(Data items)
□ □ □ □ □ □ □

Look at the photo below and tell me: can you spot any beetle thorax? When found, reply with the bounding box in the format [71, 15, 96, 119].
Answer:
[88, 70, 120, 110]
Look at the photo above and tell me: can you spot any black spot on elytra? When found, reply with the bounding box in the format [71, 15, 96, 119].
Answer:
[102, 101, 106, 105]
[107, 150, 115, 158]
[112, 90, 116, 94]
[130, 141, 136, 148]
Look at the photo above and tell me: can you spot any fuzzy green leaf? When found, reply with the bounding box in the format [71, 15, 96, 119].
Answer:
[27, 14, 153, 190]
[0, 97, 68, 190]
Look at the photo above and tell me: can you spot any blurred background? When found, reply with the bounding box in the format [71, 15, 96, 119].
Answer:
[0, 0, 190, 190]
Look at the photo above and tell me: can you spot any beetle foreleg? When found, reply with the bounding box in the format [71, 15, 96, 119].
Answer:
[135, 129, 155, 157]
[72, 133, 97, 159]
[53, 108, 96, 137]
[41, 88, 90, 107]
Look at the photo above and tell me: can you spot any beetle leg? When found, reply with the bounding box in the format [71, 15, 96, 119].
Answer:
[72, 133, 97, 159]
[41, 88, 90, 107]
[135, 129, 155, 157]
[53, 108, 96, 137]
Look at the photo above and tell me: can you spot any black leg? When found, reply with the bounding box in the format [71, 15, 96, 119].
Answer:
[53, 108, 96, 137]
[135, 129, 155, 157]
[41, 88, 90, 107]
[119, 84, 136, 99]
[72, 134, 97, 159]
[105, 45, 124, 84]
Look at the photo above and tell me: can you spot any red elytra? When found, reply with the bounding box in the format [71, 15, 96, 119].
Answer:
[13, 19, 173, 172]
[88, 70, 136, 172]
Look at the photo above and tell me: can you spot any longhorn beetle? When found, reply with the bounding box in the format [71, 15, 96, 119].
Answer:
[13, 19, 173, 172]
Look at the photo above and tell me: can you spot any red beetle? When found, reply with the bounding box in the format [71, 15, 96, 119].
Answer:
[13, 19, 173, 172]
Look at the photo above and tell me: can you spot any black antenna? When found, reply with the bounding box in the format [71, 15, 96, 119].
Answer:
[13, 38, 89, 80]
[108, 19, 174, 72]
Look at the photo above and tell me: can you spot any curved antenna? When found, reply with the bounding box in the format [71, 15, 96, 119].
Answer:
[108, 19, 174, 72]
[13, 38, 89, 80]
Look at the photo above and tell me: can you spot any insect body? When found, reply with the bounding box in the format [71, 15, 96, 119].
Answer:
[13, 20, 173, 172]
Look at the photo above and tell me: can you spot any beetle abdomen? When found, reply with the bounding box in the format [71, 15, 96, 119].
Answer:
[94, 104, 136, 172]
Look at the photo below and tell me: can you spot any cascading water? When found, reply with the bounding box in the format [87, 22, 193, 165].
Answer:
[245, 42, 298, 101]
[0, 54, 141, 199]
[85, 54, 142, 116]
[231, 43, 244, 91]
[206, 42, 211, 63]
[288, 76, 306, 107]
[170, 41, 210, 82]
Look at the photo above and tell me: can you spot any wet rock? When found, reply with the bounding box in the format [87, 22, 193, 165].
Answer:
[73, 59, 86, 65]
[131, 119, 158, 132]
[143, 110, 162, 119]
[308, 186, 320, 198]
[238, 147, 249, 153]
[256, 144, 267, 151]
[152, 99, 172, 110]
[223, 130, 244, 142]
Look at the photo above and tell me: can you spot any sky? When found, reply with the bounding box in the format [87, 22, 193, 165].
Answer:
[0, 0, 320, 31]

□ □ □ □ □ □ □

Problem to solve: Please copy the lines above word for word, covering all of the data items.

Solution:
Look at the photo below and tell me: can you spot any beetle thorax? When found, reply with the bounding box in the format [71, 15, 96, 119].
Answer:
[88, 70, 120, 110]
Look at the photo above and tell me: can you spot any black spot on elytra? When found, reply with the bounding box in the format [71, 15, 96, 119].
Answer:
[102, 101, 106, 105]
[107, 150, 115, 158]
[112, 90, 116, 94]
[130, 141, 136, 148]
Look at the photo above and tell me: can you spot any fuzzy green leaf? When found, reply with the bounding box in the format [71, 15, 96, 119].
Answer:
[27, 14, 153, 190]
[0, 97, 68, 190]
Look at the photo above and tell me: can you spot any blurred background? When found, reply with the bounding box in the format [71, 15, 96, 119].
Answer:
[0, 0, 190, 190]
Look at the photo above and tell me: can you spot any beetle foreleg? When found, reply with the bounding box in the format [71, 15, 96, 119].
Answer:
[135, 129, 155, 157]
[72, 133, 97, 159]
[53, 108, 96, 137]
[41, 88, 90, 107]
Look at the photo above and tell me: can you spot any beetle leg? When found, reply with the bounding box in the format [71, 15, 96, 119].
Answer:
[72, 133, 97, 159]
[41, 88, 90, 107]
[135, 129, 155, 157]
[53, 108, 96, 137]
Look at the photo above and tell me: can you spot any black leg? When found, reply with the bounding box in the format [71, 15, 96, 119].
Answer:
[53, 108, 96, 137]
[135, 129, 155, 157]
[41, 88, 90, 107]
[119, 84, 136, 99]
[72, 134, 97, 159]
[105, 45, 124, 84]
Look at the photo above and tell me: can you spot any red elytra? When found, reply with the bounding box in the format [71, 15, 96, 119].
Answer:
[13, 19, 173, 172]
[88, 70, 136, 172]
Look at the photo above and tell me: can you spot any longhorn beetle? When found, reply with the bounding box in the format [71, 15, 96, 119].
Answer:
[13, 19, 173, 172]
Look at the photo above and tell me: can you spot any red beetle? When found, reply with the bounding box in the format [71, 15, 96, 119].
Answer:
[13, 19, 173, 172]
Look at the photo above and tell me: can you spot any black antenna? When found, reply with the bounding box in the format [71, 15, 96, 119].
Answer:
[13, 38, 89, 80]
[108, 19, 174, 72]
Look at the photo above and tell me: can you spot any curved antenna? When found, reply with the bounding box in the format [71, 15, 96, 119].
Answer:
[108, 19, 174, 72]
[13, 38, 89, 80]
Look at the photo above and tell me: can you spot any insect body? When found, reply with the bounding box in the format [71, 15, 96, 119].
Answer:
[13, 20, 173, 172]
Look at the photo above and tell me: can you spot any beetle abdomen? When found, reply with the bounding box in the format [71, 15, 96, 119].
Answer:
[94, 104, 136, 172]
Look at the photo below and tell me: can you spot any cascading water? When found, reply with the bounding box in the format [87, 22, 193, 165].
Answer:
[245, 42, 298, 101]
[0, 54, 141, 199]
[85, 54, 142, 116]
[231, 43, 244, 91]
[206, 42, 211, 63]
[288, 76, 306, 107]
[170, 41, 210, 82]
Look at the photo above and tell me: can you spot any wet rock? When found, reply with the bounding box in the format [87, 22, 193, 165].
Answer:
[73, 59, 86, 65]
[131, 119, 158, 132]
[143, 110, 162, 119]
[308, 186, 320, 198]
[238, 147, 249, 153]
[256, 144, 267, 151]
[152, 99, 172, 110]
[223, 130, 244, 142]
Look at the photo above and tell me: can you spot any sky? When found, reply with the bounding box in the format [87, 22, 193, 165].
Answer:
[0, 0, 320, 31]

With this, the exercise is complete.